▸ **What you will do**:
Copy the entries below, substituting "Point out where" for every "Show me where" and leaving everything else unchanged. Omit the pictures.

(Dataset excerpt)
* * *

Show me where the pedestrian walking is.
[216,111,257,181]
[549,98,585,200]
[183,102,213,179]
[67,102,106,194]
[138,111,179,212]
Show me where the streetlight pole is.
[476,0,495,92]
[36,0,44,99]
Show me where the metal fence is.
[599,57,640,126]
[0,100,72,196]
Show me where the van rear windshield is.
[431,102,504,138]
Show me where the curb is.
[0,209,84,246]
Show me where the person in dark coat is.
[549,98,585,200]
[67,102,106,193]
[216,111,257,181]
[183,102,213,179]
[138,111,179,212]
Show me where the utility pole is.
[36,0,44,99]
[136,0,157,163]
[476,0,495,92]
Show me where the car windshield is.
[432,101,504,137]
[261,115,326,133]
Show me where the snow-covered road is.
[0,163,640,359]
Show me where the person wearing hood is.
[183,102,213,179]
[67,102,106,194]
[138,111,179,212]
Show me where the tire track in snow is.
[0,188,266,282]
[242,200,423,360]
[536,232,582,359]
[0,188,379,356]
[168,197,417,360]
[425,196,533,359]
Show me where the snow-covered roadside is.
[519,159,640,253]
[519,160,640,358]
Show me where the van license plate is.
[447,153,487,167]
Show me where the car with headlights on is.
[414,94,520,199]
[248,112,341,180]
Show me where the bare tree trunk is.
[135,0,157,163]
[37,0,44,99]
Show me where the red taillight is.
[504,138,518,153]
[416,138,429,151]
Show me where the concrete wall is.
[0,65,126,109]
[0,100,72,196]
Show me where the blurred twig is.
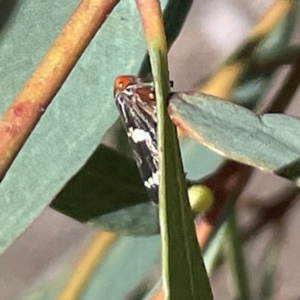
[0,0,119,181]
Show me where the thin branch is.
[0,0,119,181]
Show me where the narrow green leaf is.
[169,93,300,186]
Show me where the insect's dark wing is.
[115,92,159,203]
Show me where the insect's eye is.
[114,75,136,94]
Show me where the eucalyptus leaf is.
[0,0,166,252]
[169,93,300,186]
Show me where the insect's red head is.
[114,75,137,96]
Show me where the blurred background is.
[0,0,300,300]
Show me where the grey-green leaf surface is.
[51,0,192,235]
[169,93,300,185]
[0,0,166,252]
[25,235,160,300]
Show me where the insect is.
[114,75,159,203]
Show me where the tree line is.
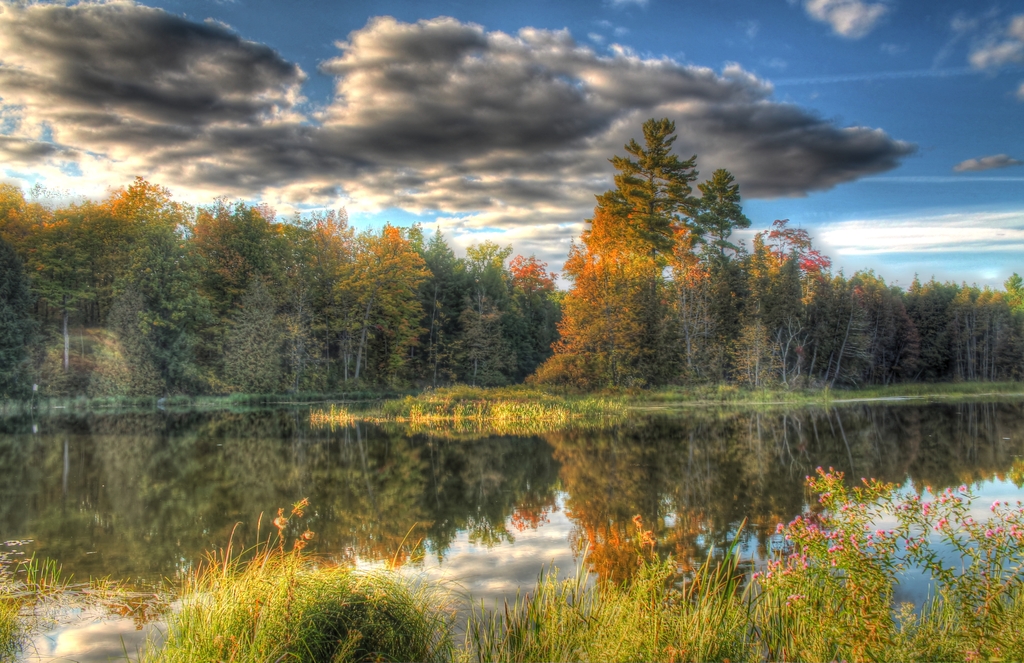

* * *

▸ **Finished task**:
Point out where the pedestrian walking is.
[216,111,257,181]
[549,98,585,200]
[183,102,213,179]
[67,102,106,194]
[138,111,179,212]
Point out where the streetlight pole is.
[476,0,495,92]
[36,0,44,99]
Point out where the metal fence is.
[599,57,640,126]
[0,100,72,196]
Point out where the van rear windshield is.
[431,102,504,138]
Point out where the curb is.
[0,209,84,246]
Point out where the person in dark coat is.
[549,98,585,200]
[67,102,106,193]
[216,111,257,181]
[183,102,213,179]
[138,111,179,212]
Point out where the utility pole is.
[36,0,44,99]
[136,0,157,163]
[476,0,495,92]
Point out where the car windshield is.
[432,101,504,137]
[261,115,326,133]
Point out where the snow-covered road is.
[0,163,640,359]
Point out where the person wearing hood is.
[183,102,213,179]
[67,102,106,194]
[138,111,179,212]
Point out where the tire track in snow is.
[0,188,266,282]
[242,200,423,360]
[536,232,582,359]
[0,188,379,356]
[168,197,417,360]
[425,196,533,359]
Point out where the snow-covered roadside is.
[519,159,640,253]
[519,160,640,358]
Point out where the van license plate is.
[447,153,487,167]
Point out where the car with headlights on is.
[414,94,520,199]
[248,112,341,180]
Point out where the bare tree trunk is.
[135,0,157,163]
[37,0,44,99]
Point out where the red taillight is.
[504,138,518,153]
[416,138,429,151]
Point out where the concrete wall is.
[0,65,126,109]
[0,100,72,196]
Point out where the blurred twig is.
[0,0,119,181]
Point out where the thin branch is.
[0,0,119,181]
Point out where the narrow green leaf is.
[169,93,300,186]
Point out where the insect's dark wing is.
[115,92,159,203]
Point out where the insect's eye is.
[114,75,136,94]
Point out where the eucalyptus leaf is.
[0,0,166,252]
[169,93,300,186]
Point out where the insect's red head is.
[114,75,137,96]
Point out where the blurred background is.
[0,0,300,300]
Point out where the grey-green leaf surface is.
[51,0,192,235]
[169,93,300,185]
[0,0,166,252]
[25,235,160,300]
Point out where the insect is.
[114,75,159,203]
Point out where the tree line is.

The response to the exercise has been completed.